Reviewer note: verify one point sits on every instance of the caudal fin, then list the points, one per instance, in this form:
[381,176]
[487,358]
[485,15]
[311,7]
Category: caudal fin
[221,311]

________________________________________

## Exercise
A faithful copy of all the material is the required answer.

## Answer space
Reviewer note: verify one point sits on every instance of the caudal fin, then list the points, one per instance, in this form:
[381,176]
[487,358]
[485,15]
[311,7]
Category: caudal fin
[221,311]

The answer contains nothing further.